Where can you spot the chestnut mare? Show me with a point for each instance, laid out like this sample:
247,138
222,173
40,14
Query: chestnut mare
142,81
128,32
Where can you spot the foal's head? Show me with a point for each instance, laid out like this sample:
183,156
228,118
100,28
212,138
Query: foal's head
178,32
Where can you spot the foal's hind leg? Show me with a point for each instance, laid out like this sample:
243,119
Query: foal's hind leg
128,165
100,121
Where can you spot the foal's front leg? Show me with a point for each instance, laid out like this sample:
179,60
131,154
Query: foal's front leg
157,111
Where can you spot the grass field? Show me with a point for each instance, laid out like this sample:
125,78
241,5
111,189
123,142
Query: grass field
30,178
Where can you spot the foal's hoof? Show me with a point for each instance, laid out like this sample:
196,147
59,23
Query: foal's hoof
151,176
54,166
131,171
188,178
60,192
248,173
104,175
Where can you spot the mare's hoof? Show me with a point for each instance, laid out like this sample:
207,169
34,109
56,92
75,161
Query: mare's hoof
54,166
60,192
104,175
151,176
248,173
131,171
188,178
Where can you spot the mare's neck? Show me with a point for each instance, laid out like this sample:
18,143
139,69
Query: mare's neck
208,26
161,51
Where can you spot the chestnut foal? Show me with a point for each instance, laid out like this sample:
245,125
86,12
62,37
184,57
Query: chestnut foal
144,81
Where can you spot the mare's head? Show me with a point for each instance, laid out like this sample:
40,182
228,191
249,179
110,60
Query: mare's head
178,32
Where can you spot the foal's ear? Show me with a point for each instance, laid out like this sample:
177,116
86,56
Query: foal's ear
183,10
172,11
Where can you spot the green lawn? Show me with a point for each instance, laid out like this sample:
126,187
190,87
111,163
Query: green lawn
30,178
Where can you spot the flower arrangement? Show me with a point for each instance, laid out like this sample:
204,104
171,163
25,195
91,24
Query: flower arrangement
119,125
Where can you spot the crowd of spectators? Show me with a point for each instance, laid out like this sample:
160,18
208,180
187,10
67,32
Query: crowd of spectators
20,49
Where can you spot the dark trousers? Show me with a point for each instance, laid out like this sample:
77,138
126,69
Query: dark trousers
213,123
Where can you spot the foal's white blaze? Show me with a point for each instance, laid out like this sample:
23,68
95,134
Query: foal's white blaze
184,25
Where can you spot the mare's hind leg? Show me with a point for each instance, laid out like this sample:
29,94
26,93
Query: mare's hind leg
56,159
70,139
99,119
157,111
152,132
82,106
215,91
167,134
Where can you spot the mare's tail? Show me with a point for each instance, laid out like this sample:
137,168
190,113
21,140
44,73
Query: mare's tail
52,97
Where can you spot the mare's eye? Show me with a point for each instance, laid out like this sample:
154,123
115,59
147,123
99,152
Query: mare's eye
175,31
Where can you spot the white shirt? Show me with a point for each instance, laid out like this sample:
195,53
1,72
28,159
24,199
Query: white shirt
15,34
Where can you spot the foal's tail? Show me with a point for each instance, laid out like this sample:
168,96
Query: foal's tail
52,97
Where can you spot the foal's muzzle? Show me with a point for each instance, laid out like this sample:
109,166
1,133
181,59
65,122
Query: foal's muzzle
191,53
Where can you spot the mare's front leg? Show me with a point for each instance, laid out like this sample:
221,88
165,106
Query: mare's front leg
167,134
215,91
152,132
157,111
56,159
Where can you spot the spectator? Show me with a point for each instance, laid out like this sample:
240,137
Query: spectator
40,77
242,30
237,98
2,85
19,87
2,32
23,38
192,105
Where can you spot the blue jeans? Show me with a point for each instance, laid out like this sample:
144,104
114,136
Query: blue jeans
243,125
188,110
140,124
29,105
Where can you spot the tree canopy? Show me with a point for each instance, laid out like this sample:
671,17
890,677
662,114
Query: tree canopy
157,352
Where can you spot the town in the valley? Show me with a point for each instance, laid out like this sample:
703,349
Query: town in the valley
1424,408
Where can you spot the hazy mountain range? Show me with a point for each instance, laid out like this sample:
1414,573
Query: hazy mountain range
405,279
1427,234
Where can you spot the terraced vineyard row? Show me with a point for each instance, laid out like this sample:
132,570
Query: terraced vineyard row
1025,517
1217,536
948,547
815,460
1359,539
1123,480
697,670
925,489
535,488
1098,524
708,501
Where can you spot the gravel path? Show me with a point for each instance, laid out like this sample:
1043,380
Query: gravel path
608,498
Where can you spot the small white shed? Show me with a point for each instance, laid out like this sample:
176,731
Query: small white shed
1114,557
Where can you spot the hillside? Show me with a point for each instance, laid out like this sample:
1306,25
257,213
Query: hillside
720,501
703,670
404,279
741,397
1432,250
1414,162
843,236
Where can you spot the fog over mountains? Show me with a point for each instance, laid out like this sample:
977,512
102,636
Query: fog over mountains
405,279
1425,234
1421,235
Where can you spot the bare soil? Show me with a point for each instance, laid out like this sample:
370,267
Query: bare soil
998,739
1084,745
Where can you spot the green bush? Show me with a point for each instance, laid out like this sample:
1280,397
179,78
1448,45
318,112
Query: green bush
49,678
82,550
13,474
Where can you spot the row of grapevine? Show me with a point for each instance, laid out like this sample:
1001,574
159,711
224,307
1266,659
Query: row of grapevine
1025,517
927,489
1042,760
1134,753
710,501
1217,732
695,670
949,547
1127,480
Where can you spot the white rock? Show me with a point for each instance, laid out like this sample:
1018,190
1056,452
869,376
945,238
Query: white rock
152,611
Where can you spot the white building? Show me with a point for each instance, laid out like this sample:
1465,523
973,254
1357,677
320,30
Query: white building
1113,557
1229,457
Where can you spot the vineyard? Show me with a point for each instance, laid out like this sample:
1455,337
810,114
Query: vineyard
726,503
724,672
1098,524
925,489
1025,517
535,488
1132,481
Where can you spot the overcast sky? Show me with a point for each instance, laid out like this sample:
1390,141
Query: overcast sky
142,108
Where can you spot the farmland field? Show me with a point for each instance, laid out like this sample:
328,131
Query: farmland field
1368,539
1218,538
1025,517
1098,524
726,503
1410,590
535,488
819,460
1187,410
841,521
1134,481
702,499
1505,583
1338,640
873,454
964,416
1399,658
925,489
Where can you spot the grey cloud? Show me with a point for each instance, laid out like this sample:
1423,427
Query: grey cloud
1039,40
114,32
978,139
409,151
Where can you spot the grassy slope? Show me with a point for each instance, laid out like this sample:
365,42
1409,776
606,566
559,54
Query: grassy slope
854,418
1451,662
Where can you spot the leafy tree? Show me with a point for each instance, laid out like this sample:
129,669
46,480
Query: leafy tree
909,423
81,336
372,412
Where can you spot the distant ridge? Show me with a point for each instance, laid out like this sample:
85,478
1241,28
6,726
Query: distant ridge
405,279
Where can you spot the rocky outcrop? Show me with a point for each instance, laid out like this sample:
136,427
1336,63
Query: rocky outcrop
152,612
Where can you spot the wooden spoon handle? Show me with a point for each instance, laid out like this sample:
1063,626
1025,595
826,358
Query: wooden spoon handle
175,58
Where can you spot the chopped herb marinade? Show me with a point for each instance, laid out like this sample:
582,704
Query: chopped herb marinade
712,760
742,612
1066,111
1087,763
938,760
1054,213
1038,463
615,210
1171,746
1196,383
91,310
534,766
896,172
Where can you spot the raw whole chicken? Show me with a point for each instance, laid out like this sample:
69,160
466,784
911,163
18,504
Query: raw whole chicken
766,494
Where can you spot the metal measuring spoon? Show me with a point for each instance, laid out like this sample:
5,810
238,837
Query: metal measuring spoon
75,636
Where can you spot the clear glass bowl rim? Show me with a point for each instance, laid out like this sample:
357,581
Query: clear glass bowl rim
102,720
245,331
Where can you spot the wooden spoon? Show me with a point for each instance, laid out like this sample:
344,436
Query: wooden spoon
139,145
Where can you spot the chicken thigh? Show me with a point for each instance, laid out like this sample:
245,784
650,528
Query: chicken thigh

Exercise: Your task is to restate every record exactly.

Your response:
Where can you spot the chestnut mare? Show me with a point for each instance, laid out like this sample:
247,138
222,173
40,14
Query: chestnut mare
142,81
128,32
Where can you spot the foal's head? Show me with a point for each instance, laid out like this sample:
183,156
228,118
100,28
212,138
Query: foal's head
178,32
Where can you spot the foal's hind leg? Show me with a point for each instance, laid out like this sample:
243,119
Query: foal's hind leg
128,165
100,121
Where can you spot the foal's front leg? Show me with a point for each instance, laid out like this sample:
179,60
131,154
Query: foal's front leg
157,111
Where can you spot the grass field? Show me with a point for each instance, laid out like this sample:
125,78
241,5
111,189
123,142
Query: grass field
30,178
Where can you spot the foal's hoof? Show me with a point for each instance, laid out like this sample:
196,147
59,23
Query: foal's hoof
151,176
54,166
131,171
188,178
60,192
248,173
104,175
Where can you spot the mare's hoof? Show me with a point for each instance, laid out like this sample:
207,169
34,109
56,92
75,161
Query: mare's hoof
54,166
60,192
104,175
151,176
248,173
131,171
188,178
Where can you spot the mare's neck? Show me with a point for each instance, laid out like this sample:
18,143
139,69
Query: mare's neck
208,26
161,51
Where can you spot the chestnut foal? Show me with a point for each instance, laid out like this sample:
245,125
86,12
62,37
184,57
Query: chestnut foal
144,81
Where can you spot the mare's head? Show me with a point for each instance, laid out like this sample:
40,182
228,191
249,179
110,60
Query: mare's head
178,32
Where can you spot the foal's ear? Show me with a point for each instance, laid out like this sample:
177,116
86,56
Query: foal's ear
183,10
172,11
Where can you spot the green lawn? Show me with a point for each instance, laid out like this sample:
126,187
190,87
111,163
Query: green lawn
30,178
Where can you spot the flower arrangement? Show me with a point for each instance, laid out like this sample:
204,104
171,163
25,195
91,24
Query: flower arrangement
119,125
Where can you spot the crowd of spectators? Show me with a point for each instance, laid out like this sample:
160,18
208,180
187,10
67,32
Query: crowd of spectators
20,49
Where can you spot the dark trousers? Show me with a point for each instance, laid out like this sample:
77,138
126,69
Query: dark trousers
213,123
Where can you spot the foal's white blaze? Show me with a point for each instance, laid out like this sample:
23,68
95,134
Query: foal's white blaze
184,25
Where can you spot the mare's hind leg? Show me with a point for each instance, laid out like this sample:
29,94
26,93
Query: mare's hind leg
56,159
70,139
99,119
157,111
152,132
82,106
215,91
167,134
Where can you spot the mare's tail? Show me with a point for each instance, laid out like this sample:
137,168
190,113
21,140
44,73
Query: mare's tail
52,97
Where can you spot the mare's eye? Show me with a point for each instance, laid out like this sample:
154,123
115,59
147,123
99,152
Query: mare's eye
175,31
Where can you spot the white shirt? Show me with a point for each instance, laid out like this sample:
195,53
1,72
28,159
24,199
Query: white shirt
15,34
Where can you spot the foal's tail? Show me with a point for each instance, laid out like this sample:
168,96
Query: foal's tail
52,97
Where can you spot the foal's muzzle? Show me with a point for each instance, laid out like this sample:
109,166
1,133
181,59
65,122
Query: foal's muzzle
191,53
Where can you spot the mare's front leg? Show me with a point for each instance, laid out like this sample:
221,88
165,106
Query: mare's front leg
167,134
215,91
152,132
157,111
56,159
Where can you spot the spectator? Show me with a point for each instance, laid out like this sample:
240,137
Query: spectator
40,77
242,30
237,98
2,85
19,87
2,32
23,38
192,105
Where can you spot the blue jeans? Show me with a point for each instance, laid out like this sample:
144,104
114,136
Query: blue jeans
243,125
188,110
140,124
29,105
Where can you spot the tree canopy? Show me with a point for each instance, laid out like this sample:
671,17
890,677
662,114
Query: tree canopy
157,352
Where can you spot the town in the valley? Show me with a point for each instance, laid out like this sample:
703,349
Query: town in the valley
1424,408
Where can you spot the hazy mountain range? Show me with a point for each instance, laid out like this sample:
1414,573
Query: hazy mountain range
405,279
1427,234
Where can you spot the terraced vineyard row? Show me with a point for each instance, laid out like this sample:
132,570
Query: terraced vineyard row
1025,517
1217,536
948,547
815,460
1359,539
1123,480
697,670
925,489
535,488
1098,524
708,501
Where can you spot the gravel path? Show me with a point for each instance, laid out like this sample:
1043,380
Query: gravel path
608,498
Where can you spot the small white shed? Show me with a point for each instance, laid out like this sample:
176,731
Query: small white shed
1114,557
Where can you spot the hillside? Show me with a point for each instance, laid out like this sample:
1306,25
257,213
Query: hillside
720,501
703,670
404,279
741,397
1432,250
1414,162
843,236
Where can you spot the fog over mountains? Show me with a point for each instance, laid out like this sample:
977,512
102,636
Query: fog over mountains
405,279
1425,234
1421,235
Where can you spot the bare soil? Show me with a point for each instance, laid out like this sample:
370,267
Query: bare soil
998,739
1084,745
Where can you spot the green bush? Show me with a point for each instance, laid out like this sample:
1280,397
179,78
1448,45
318,112
Query: green bush
49,678
82,550
13,474
Where can you spot the row of grapevine? Show me with a point for each instance, laid out like this sample:
1001,574
159,711
224,307
1266,659
Query: row of grapevine
1025,517
927,489
1042,760
1134,753
710,501
1217,732
695,670
949,547
1127,480
Where can you spot the white rock? Show me with a point for each instance, laid out like this sample:
1018,190
1056,452
869,376
945,238
Query: white rock
152,611
Where can you spot the white building? Show me with a point for each instance, laid out like this sample:
1465,523
973,254
1357,677
320,30
Query: white building
1113,557
1229,457
Where can you spot the vineyard? Show me with a point for each instance, laid out like this sample:
1455,337
810,114
Query: vineyard
726,503
724,672
1098,524
925,489
1025,517
535,488
1132,481
Where can you spot the overcast sky? Show me with a point for each instance, laid out like this sample:
1390,141
Query: overcast sky
142,108
Where can you spot the farmland field? Show me with a point for each instance, laid out like this sample:
328,131
Query: farmland field
1368,539
1218,538
1025,517
1098,524
726,503
1410,590
535,488
819,460
1187,410
841,521
1134,481
702,499
1505,583
1338,640
873,454
964,416
1399,658
925,489
Where can you spot the grey cloud? Show me with a point for each instance, laid out like this sample:
1423,427
Query: grey cloud
1039,40
114,32
978,139
409,151
Where can you spot the grassy slope? Show me with a point for each instance, laid out like this sample:
365,42
1409,776
606,566
559,54
Query: grassy slope
854,418
1451,662
Where can you spot the leafy tree? Show me with a point for each instance, laid out like this sample:
129,669
46,480
Query: leafy tree
909,423
81,336
372,412
Where can you spot the distant ridge? Show me with a point for each instance, laid out like this sample:
85,478
1241,28
6,726
Query: distant ridge
405,279
Where can you spot the rocky outcrop? Show me with a point for each instance, laid out like this sample:
136,427
1336,63
Query: rocky outcrop
152,612
Where can you spot the wooden spoon handle? Show me with a point for each instance, laid out like this sample:
1063,626
1025,595
826,358
Query: wooden spoon handle
175,58
Where can you spot the chopped herb marinade? Show me with a point for each instance, laid out like this sample:
582,704
Query: chopped herb marinade
712,760
742,612
1066,111
1087,763
938,760
1054,213
1038,463
615,210
1171,746
1196,383
91,310
534,766
896,172
Where can you spot the raw whole chicken? Show me with a point for each instance, laid out like this sample:
69,160
466,784
911,163
18,504
Query: raw whole chicken
766,494
Where can you spot the metal measuring spoon? Show me with a point for each instance, laid out like this sample:
5,810
238,837
Query: metal measuring spoon
75,636
Where can you spot the clear glass bowl rim? Show me with a point for each instance, laid out like this sample:
357,581
Query: clear glass bowl rim
102,720
245,331
Where can you spot the wooden spoon? Show me with a point for each instance, laid out like this sample:
344,436
Query: wooden spoon
139,145
Where can you spot the chicken thigh? Show me with a point for each instance, laid out like this sample:
245,784
650,528
Query: chicken thigh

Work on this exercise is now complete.